[Problem set]
A) List every aggregation method that the forum thread on Bayes classifiers and K-means considers for making the Bayes classifier stronger.
B) Carry on the forum thread on Bayes classifiers and K-means, starting right after its last sentence.

[Extract]
⁂

What I would like to know is how or what kind of aggregation method (if that is what you would use) could be applied so that the Bayes classifier can become stronger, and how does it work? Does the aggregation method already know the answer or would it be human interaction that corrects the outputs and then those answers go back into the Bayes training data? Or a combination of both? Looking at Bootstrap aggregating it involves having each model in the ensemble vote with equal weight so not quite sure in this particular instance I would use bagging as my aggregation method? Boosting however involves incrementally building an ensemble by training each new model instance to emphasize the training instances that previous models mis-classified, not sure if this would be a better alternative to bagging as im unsure how it incrementally builds upon new instances? And the last one would be Bayesian model averaging which is an ensemble technique that seeks to approximate the Bayes Optimal Classifier by sampling hypotheses from the hypothesis space, and combining them using Bayes' law, however completely unsure how you would sample hypotheses from search space?
I know that usualy you would use a competitive approach to bounce between the two classification algorithms one says yes one says maybe a weighting could be applied and if its correct you get the best of both classifiers but for keep sake I dont want a competitive approach.
Another question is using these two methods together in such a way would it be beneficial, i know the example i provided is very primitive and may not apply in that example but can it be beneficial in more complex data.
I have some issues about the method you are following:
K-means puts in each cluster the points that are the most near to it. And then you train a classifier using the output data. I think that the classifier may outperform the clustering implicit classification, but only by taking into account the number of samples in each cluster. For example, if your training data after clustering you have typeA(60%), typeB(20%), typeC(20%); your classifier will prefer to take ambiguous samples to typeA, to obtain less classification error.
K-means depends on what "coordinates"/"features" you take from the objects. If you use features where the objects of different types are mixed, the K-means performance will decrease. Deleting these kind of features from the feature vector may improve your results.
Your "feature"/"coordinates" that represent the objects that you want to classify may be measured in different units. This fact can affect your clustering algorithm since you are implicitly setting a unit conversion between them through the clustering error function. The final set of clusters is selected with multiple clustering trials (that were obtained upon different cluster initializations), using an error function. Thus, an implicit comparison is made upon the different coordinates of your feature vector (potentially introducing the implicit conversion factor).

⁂

[Data segment]
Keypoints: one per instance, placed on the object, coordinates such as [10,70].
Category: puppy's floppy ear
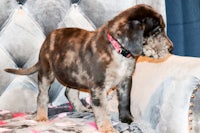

⁂

[Exercise results]
A)
Bootstrap aggregating (bagging)
Boosting
Bayesian model averaging

B)
Taking into account these three points, you will probably increase the overall performance of your algorithm by adding preprocessing stages. For example in object recognition for computer vision applications, most of the information taken from the images comes only from borders in the image. All the color information and part of the texture information are not used. The borders are substracted from the image processing the image to obtain the Histogram of Oriented Gradients (HOG) descriptors. This descriptor gives back "features"/"coordinates" that separate better the objects, thus, increasing classification (object recognition) performance. Theoretically descriptors throw information contained in the image. However, they present two main advantages (a) the classifier will deal with lower dimensionality data and (b) descriptors calculated from test data can be more easily matched with training data.
In your case, I suggest that you try to improve your accuracy taking a similar approach:
Give richer features to your clustering algorithm
Take advantage of prior knowledge in the field to decide what features you should add and delete from your feature vector
Always consider the possibility of obtaining labeled data, so that supervised learning algorithms can be applied
I hope this helps...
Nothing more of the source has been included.